### Written problem
Rewrite the records from their start through the line containing "[[77, 58], [83, 59]]", replacing "dirt ground" with "bare soil" and leaving everything else unchanged. Give only those lines, without the pictures.

### Supplied information
============================================================

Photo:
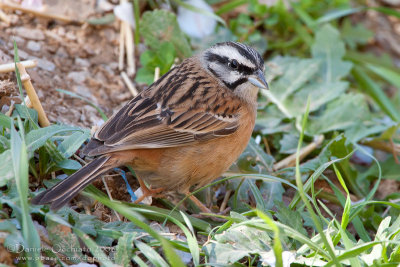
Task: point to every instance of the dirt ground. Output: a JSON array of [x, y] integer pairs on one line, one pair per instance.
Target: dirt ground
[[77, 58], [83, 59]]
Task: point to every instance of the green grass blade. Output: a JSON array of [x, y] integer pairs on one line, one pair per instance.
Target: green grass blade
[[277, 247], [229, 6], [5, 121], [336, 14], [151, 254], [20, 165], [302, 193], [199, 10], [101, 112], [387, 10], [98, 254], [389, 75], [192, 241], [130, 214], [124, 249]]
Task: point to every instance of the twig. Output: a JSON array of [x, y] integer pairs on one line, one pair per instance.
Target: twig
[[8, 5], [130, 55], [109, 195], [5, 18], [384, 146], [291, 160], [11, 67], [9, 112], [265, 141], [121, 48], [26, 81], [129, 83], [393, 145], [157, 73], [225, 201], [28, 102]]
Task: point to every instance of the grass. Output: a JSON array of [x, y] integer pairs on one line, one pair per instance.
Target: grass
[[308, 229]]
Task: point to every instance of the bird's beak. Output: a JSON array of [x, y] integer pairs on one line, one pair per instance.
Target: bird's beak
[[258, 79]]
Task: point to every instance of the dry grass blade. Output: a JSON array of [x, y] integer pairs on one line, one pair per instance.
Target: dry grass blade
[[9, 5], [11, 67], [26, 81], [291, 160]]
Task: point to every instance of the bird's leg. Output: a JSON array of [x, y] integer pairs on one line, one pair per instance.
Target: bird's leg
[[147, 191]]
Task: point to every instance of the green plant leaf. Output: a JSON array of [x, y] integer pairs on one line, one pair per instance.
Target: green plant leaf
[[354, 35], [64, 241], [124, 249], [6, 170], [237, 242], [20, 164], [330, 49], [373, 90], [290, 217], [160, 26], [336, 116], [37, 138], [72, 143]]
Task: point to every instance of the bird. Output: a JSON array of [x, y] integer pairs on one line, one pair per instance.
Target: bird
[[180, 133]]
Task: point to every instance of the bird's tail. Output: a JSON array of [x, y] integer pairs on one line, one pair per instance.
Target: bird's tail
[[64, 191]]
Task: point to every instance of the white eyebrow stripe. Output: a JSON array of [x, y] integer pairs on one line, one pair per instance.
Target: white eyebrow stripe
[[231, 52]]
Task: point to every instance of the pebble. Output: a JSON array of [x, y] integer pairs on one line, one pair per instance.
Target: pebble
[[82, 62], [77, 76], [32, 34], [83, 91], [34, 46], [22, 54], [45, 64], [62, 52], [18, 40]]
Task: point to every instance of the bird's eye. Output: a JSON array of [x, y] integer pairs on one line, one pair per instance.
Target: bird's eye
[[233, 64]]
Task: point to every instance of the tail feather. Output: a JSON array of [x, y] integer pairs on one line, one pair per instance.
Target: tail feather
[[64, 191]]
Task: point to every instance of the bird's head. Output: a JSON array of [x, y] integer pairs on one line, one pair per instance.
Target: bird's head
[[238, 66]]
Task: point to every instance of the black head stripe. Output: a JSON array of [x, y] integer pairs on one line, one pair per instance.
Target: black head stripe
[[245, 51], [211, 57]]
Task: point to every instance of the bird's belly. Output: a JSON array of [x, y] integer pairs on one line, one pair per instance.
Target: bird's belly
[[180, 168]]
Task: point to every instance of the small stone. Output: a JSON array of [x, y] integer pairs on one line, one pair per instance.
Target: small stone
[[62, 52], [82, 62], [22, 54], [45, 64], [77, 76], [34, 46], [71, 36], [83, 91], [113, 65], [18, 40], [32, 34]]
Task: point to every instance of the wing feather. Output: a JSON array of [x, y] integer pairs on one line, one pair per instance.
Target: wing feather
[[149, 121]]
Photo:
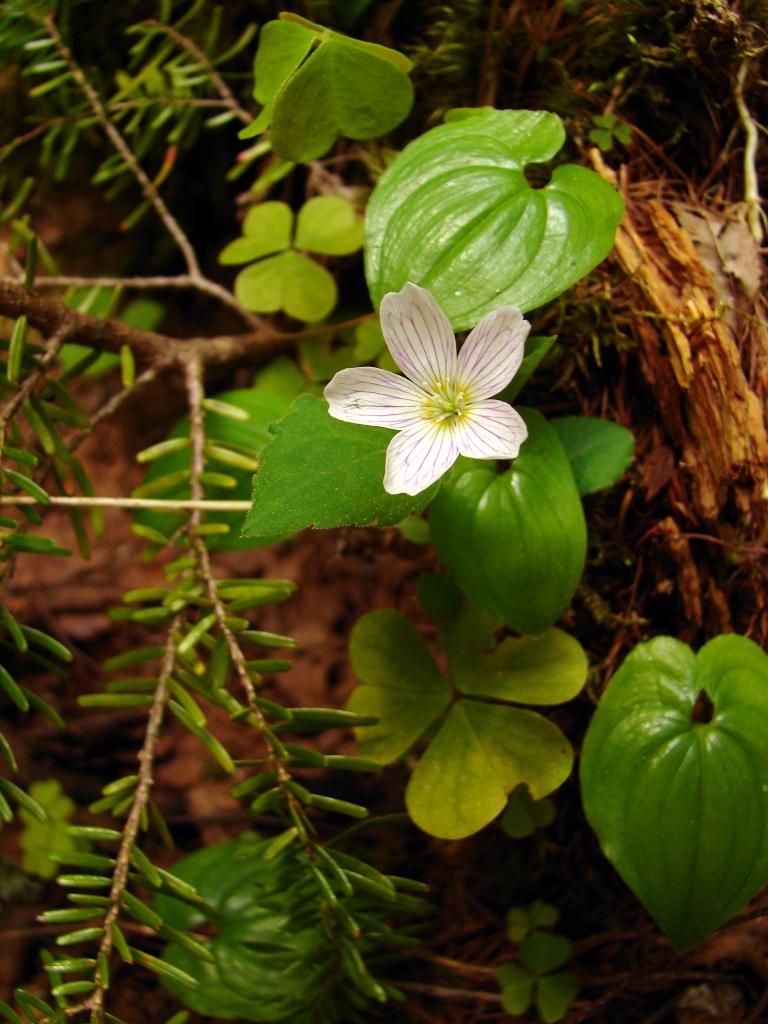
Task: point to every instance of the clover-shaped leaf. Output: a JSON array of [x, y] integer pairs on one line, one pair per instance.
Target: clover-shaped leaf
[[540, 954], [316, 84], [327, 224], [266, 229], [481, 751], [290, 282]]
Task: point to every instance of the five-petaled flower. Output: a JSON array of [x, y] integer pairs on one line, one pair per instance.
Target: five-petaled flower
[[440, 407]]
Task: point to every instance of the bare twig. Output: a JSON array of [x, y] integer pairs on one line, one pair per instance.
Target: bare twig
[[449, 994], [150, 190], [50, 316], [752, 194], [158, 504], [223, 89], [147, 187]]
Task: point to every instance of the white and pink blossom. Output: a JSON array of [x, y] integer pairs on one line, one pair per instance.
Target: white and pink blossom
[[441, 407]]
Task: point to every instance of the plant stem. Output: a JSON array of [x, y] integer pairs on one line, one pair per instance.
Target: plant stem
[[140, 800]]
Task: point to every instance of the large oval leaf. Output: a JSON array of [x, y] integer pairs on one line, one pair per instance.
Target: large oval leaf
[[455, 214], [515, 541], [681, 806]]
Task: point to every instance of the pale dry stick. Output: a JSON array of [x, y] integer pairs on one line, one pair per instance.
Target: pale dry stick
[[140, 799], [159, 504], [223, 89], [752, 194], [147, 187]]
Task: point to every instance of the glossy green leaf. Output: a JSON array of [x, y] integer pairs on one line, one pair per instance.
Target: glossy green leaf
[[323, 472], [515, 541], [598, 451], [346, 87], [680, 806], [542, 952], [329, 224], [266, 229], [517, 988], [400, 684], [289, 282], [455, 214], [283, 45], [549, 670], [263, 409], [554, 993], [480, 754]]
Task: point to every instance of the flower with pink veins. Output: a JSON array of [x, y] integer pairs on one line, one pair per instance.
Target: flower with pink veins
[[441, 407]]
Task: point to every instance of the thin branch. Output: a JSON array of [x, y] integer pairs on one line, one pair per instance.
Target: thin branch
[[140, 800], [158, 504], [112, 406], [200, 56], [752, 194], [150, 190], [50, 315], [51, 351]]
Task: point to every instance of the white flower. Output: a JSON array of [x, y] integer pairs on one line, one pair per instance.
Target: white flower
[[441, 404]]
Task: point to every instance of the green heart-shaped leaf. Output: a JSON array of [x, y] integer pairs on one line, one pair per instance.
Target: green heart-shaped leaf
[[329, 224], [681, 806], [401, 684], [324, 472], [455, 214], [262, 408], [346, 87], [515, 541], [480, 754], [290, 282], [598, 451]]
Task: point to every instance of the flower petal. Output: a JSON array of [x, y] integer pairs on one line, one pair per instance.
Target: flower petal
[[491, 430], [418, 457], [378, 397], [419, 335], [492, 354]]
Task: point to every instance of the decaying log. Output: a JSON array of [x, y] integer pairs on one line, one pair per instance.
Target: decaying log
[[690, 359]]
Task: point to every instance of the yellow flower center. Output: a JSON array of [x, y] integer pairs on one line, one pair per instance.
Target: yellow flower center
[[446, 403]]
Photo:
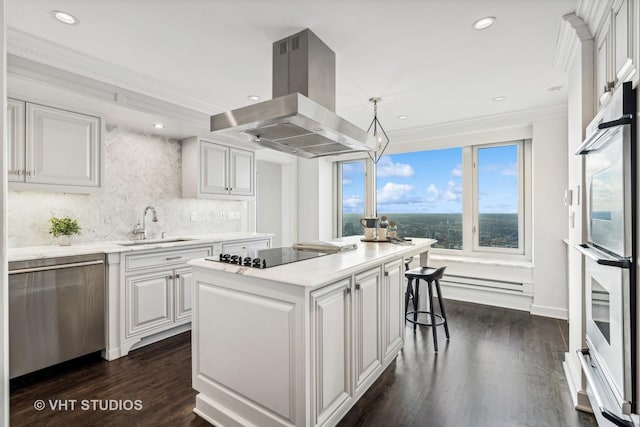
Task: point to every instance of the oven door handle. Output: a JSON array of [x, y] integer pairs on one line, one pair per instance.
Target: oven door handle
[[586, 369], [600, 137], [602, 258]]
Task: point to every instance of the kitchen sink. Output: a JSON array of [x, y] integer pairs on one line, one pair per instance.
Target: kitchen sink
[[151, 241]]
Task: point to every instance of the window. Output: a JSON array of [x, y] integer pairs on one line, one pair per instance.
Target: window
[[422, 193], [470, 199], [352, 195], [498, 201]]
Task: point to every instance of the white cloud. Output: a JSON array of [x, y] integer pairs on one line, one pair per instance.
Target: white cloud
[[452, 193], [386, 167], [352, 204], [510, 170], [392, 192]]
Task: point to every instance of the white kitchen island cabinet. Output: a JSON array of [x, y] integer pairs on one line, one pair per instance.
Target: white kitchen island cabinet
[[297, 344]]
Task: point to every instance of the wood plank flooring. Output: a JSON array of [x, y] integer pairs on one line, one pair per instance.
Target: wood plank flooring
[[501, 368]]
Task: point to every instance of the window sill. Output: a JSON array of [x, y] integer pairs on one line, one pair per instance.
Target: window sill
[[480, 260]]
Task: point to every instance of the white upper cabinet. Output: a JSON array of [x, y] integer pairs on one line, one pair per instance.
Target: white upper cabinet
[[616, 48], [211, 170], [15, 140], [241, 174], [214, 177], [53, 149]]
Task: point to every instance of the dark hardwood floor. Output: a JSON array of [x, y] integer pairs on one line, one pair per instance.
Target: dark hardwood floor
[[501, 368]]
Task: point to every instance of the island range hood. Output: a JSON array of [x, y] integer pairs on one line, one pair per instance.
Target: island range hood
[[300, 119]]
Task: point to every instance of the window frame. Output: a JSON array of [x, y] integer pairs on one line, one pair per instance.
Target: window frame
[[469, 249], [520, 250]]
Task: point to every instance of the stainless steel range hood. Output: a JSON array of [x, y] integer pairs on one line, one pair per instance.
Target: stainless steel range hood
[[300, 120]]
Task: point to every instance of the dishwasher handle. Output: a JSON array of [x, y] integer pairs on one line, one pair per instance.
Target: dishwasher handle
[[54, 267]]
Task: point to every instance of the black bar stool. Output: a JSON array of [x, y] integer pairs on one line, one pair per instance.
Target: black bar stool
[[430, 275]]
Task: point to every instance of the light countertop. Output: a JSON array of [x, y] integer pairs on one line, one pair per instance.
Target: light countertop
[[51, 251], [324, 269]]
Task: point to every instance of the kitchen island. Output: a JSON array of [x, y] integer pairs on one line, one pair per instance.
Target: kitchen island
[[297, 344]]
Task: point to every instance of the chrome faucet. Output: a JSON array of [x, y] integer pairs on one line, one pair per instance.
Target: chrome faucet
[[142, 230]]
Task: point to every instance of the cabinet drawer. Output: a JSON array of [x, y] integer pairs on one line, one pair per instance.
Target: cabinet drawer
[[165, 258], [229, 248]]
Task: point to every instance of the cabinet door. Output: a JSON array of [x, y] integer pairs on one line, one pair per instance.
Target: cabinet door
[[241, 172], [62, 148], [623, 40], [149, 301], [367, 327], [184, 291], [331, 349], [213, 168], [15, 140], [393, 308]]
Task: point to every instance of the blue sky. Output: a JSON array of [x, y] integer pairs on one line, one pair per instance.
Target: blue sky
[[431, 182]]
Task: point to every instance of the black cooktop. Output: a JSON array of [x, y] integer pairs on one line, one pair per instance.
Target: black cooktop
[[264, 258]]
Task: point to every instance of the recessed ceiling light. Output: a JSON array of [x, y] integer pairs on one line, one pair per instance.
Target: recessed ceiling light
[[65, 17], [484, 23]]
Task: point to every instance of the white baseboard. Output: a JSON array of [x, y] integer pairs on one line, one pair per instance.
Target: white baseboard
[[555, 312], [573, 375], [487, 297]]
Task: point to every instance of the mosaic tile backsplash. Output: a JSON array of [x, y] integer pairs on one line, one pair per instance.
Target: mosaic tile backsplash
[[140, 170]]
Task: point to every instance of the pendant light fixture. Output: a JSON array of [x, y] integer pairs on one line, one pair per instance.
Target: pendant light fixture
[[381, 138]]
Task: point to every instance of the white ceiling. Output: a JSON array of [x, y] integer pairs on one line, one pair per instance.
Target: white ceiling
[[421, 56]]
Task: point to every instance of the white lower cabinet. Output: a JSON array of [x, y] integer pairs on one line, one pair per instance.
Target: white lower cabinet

============================================================

### Right answer
Photo:
Task: point to every instance of the bare soil. Output: a JSON array of [x, y] integer pairs on one line, one pair per instance.
Target: bare soil
[[77, 58], [83, 59]]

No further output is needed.